What is needed: Restate the records that follow word for word; no pictures should appear.

-- Begin Entries shown --

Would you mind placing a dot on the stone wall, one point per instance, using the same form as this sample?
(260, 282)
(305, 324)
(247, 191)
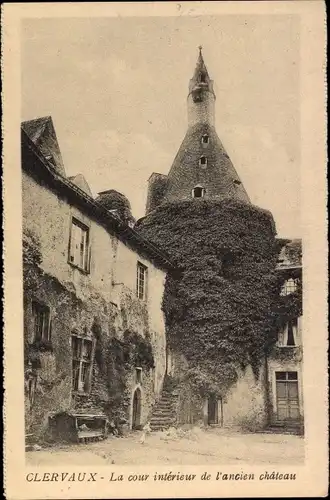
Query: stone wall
(105, 296)
(245, 406)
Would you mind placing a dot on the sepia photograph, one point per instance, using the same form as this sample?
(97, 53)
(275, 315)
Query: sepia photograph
(162, 246)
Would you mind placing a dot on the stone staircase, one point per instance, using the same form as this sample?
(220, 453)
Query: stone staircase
(278, 428)
(163, 413)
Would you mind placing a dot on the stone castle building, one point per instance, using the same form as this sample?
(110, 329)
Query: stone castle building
(96, 342)
(202, 170)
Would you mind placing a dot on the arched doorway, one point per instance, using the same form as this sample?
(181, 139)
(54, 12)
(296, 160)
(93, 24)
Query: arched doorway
(136, 410)
(212, 410)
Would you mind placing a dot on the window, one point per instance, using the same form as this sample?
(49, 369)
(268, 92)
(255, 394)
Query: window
(79, 245)
(198, 192)
(203, 161)
(141, 281)
(41, 321)
(290, 286)
(288, 335)
(287, 399)
(138, 375)
(81, 363)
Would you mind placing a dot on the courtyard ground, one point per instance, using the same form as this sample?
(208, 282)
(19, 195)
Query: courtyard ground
(191, 447)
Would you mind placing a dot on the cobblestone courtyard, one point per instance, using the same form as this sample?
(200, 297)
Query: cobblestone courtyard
(192, 447)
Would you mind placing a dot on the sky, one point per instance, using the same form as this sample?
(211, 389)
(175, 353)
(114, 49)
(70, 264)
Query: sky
(116, 89)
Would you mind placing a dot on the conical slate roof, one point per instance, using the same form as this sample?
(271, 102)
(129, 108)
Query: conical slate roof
(203, 164)
(202, 167)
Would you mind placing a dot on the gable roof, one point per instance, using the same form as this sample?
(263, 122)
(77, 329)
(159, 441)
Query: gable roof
(36, 165)
(42, 133)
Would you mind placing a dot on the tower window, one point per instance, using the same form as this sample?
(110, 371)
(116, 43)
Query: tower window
(290, 286)
(288, 335)
(198, 192)
(203, 161)
(81, 363)
(141, 281)
(79, 245)
(41, 320)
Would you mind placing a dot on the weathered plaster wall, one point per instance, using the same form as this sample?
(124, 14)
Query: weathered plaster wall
(76, 299)
(245, 404)
(49, 218)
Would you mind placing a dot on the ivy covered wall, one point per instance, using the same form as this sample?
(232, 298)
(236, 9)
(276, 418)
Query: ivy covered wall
(220, 309)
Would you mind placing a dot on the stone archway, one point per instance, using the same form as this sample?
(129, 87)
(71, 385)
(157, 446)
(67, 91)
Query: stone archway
(136, 409)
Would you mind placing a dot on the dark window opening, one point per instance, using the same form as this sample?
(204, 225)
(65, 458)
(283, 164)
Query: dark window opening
(81, 363)
(141, 281)
(291, 340)
(138, 375)
(290, 286)
(79, 245)
(41, 319)
(286, 375)
(203, 161)
(228, 264)
(198, 192)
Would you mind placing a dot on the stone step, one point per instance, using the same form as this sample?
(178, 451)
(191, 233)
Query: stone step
(160, 426)
(161, 420)
(161, 411)
(164, 407)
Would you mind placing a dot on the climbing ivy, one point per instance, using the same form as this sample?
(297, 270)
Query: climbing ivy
(116, 358)
(221, 307)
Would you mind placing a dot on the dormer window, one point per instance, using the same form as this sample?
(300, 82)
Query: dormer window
(289, 287)
(198, 192)
(203, 162)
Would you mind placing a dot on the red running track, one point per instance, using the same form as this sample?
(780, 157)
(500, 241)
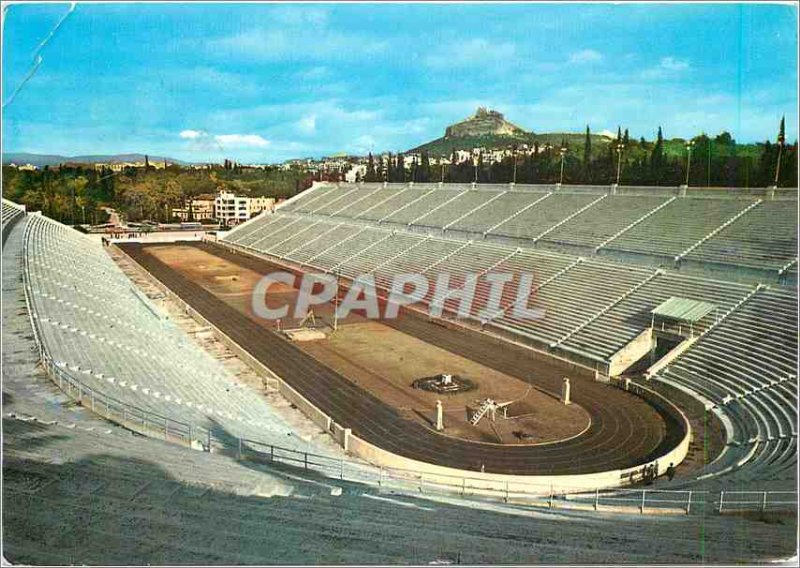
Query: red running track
(624, 430)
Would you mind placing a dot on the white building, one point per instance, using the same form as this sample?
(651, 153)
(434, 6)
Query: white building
(230, 209)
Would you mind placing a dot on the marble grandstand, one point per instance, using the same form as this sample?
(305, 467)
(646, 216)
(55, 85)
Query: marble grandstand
(603, 261)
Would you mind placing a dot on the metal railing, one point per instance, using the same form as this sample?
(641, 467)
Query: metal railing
(176, 431)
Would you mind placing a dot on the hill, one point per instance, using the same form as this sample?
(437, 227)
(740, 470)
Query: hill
(40, 160)
(489, 129)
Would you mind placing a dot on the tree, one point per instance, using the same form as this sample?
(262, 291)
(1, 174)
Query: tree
(424, 173)
(370, 175)
(657, 159)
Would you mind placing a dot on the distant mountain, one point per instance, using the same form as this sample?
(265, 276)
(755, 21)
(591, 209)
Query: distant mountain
(40, 160)
(489, 129)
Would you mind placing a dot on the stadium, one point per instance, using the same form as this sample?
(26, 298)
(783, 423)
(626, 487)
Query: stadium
(653, 401)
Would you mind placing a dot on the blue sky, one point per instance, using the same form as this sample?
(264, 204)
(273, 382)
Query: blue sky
(269, 82)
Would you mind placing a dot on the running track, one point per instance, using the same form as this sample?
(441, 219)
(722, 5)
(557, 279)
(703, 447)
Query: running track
(624, 431)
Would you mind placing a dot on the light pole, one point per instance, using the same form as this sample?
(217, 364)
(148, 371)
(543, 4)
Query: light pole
(563, 152)
(689, 146)
(619, 147)
(515, 167)
(336, 302)
(778, 165)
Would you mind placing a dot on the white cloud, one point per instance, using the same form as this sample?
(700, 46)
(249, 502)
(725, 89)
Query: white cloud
(473, 53)
(672, 64)
(241, 140)
(313, 74)
(585, 56)
(307, 124)
(667, 67)
(191, 134)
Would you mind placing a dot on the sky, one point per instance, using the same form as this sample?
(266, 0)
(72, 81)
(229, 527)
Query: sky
(261, 83)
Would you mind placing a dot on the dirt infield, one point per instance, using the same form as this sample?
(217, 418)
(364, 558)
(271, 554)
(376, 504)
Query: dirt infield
(385, 361)
(624, 431)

-- End Entries shown --

Result for this exercise:
Would you mind placing a dot on the stone wall, one point per instance, using the same form as this sample?
(260, 282)
(305, 324)
(247, 191)
Query: stone wall
(105, 296)
(245, 406)
Would you mind placing a dot on the sepia photograph, one point per instance, using the same form as this sample?
(97, 53)
(275, 315)
Query: sepia photograph
(162, 246)
Would you mind placing a dot on the stone staircase, one point per instance, using the same form as this sample?
(220, 453)
Query: stone staircase
(278, 428)
(163, 413)
Would you mind placing a dot on the stone castle building, one point per instance, using the same form as this sample?
(110, 329)
Query: stone castle building
(96, 342)
(202, 170)
Would you mind placing a dot on the arched doorway, one point per instance, using the same form as this sample?
(181, 139)
(54, 12)
(296, 160)
(93, 24)
Query: arched doorway
(136, 410)
(212, 410)
Would you mind placing a dot on the window, one point per instance, using the same form as this sample?
(49, 369)
(268, 92)
(255, 394)
Query: window
(79, 245)
(198, 192)
(203, 161)
(141, 281)
(41, 321)
(290, 286)
(288, 335)
(287, 399)
(138, 375)
(81, 363)
Would you mind placing a dot on the courtyard ground, one point per instance, using the same form as this sample?
(208, 282)
(19, 195)
Query: courtyard ground
(191, 447)
Would you mind placing a dot on the cobblestone courtyard, one point per instance, using the same form as this sample?
(200, 297)
Query: cobblestone courtyard
(192, 447)
Would you mind placing a dot on the sky, one point per instance, using the same form as this sample?
(211, 389)
(175, 353)
(114, 49)
(70, 264)
Query: sky
(116, 89)
Would you mind placing a dot on the conical slate roof, one point per instance, using the same form as this sample?
(271, 102)
(129, 108)
Query: conical slate roof
(203, 164)
(202, 167)
Would you mind placing a dot on the gable roof, one point per instance, using the same form as this sample?
(263, 122)
(77, 329)
(159, 441)
Query: gable roof
(36, 165)
(42, 133)
Would you mind placing a dot on the tower window, one point per instance, using the same form as this sample?
(110, 371)
(116, 43)
Query: tower window
(290, 286)
(288, 335)
(198, 192)
(203, 161)
(81, 363)
(141, 281)
(79, 245)
(41, 320)
Would you mind placing a dot on the weathered plaster wall, one point per instance, using the same form as this sample?
(124, 14)
Query: weathered plaster wall
(76, 299)
(245, 404)
(49, 218)
Would you mind placing a dot on the ivy covered wall, one point per instance, using the same form as this sample?
(232, 298)
(236, 9)
(276, 418)
Query: ivy covered wall
(220, 309)
Would you mind placing a dot on the stone archway, one point per instance, using the same form as this sample?
(129, 87)
(71, 385)
(157, 446)
(67, 91)
Query: stone archway
(136, 409)
Would you mind placing a dot on the dark window opening, one point per instance, using the same form as this sample?
(204, 225)
(65, 458)
(283, 164)
Query: dark window opening
(81, 363)
(141, 281)
(291, 340)
(138, 375)
(290, 286)
(79, 245)
(41, 319)
(286, 375)
(203, 161)
(228, 264)
(198, 192)
Would you mind placing a dot on the stone step, one point per instance, using the same form as this sample?
(178, 451)
(191, 233)
Query: stone step
(160, 426)
(161, 420)
(161, 411)
(164, 407)
Would you mind placing a dot on the climbing ivy, one point per instance, using the same form as this sample?
(297, 270)
Query: climbing ivy
(116, 358)
(221, 307)
Would you mind placing a dot on the dormer window, one point per instance, using the same form as this sample?
(300, 82)
Query: dormer window
(289, 287)
(198, 192)
(203, 162)
Would you mind placing a dot on the red running track, one point per instance, using the same form as this sample?
(780, 157)
(500, 241)
Query: red running track
(624, 430)
Would you mind placing a dot on the white building, one point per instance, using the same form as this sample?
(651, 153)
(434, 6)
Query: white building
(230, 209)
Would you mind placing a dot on the marble grandstand, one point per instance, using the same form as this sample?
(305, 467)
(646, 216)
(55, 85)
Query: marble grandstand
(603, 261)
Would you mind placing a dot on the metal railing, one point per instance, using the same form as this sample?
(641, 467)
Query: metal railing
(176, 431)
Would you mind placing a dot on the hill, one point per instance, using the same form as this sample?
(437, 227)
(740, 470)
Query: hill
(40, 160)
(489, 129)
Would you mind placing a dot on the tree, one point per instance, using the same form as this sample?
(262, 291)
(1, 174)
Query: tree
(424, 173)
(370, 175)
(657, 159)
Would you mind placing a dot on the distant mountain, one point per instance, using the same form as this sample?
(265, 276)
(755, 21)
(591, 209)
Query: distant mountain
(40, 160)
(489, 129)
Would you mind placing a dot on the stadium, one point per instance, using the same form as this sample?
(26, 298)
(783, 423)
(626, 487)
Query: stadium
(653, 401)
Would you mind placing a dot on the blue sky, one point per instance, using the same form as this sample?
(264, 204)
(273, 382)
Query: blue sky
(269, 82)
Would you mind placing a dot on the running track, one point per instance, using the same form as this sample?
(441, 219)
(722, 5)
(557, 279)
(703, 447)
Query: running track
(624, 431)
Would you mind placing a dot on the light pole, one point per instance, using the same form as this sample?
(217, 364)
(148, 371)
(543, 4)
Query: light pole
(563, 152)
(689, 146)
(619, 147)
(515, 167)
(336, 302)
(778, 165)
Would you mind placing a dot on the white cloud, one point per instance, using the same form as this sample?
(700, 46)
(249, 502)
(725, 89)
Query: white cloud
(473, 53)
(672, 64)
(241, 140)
(313, 74)
(585, 56)
(307, 124)
(667, 67)
(191, 134)
Would you mind placing a dot on the sky, one point per instance, using the same form as this sample?
(266, 0)
(72, 81)
(229, 527)
Query: sky
(261, 83)
Would you mind placing a dot on the dirt infield, one point per instance, using the same form as this sample?
(217, 418)
(364, 558)
(271, 554)
(376, 504)
Query: dirt infield
(385, 361)
(624, 431)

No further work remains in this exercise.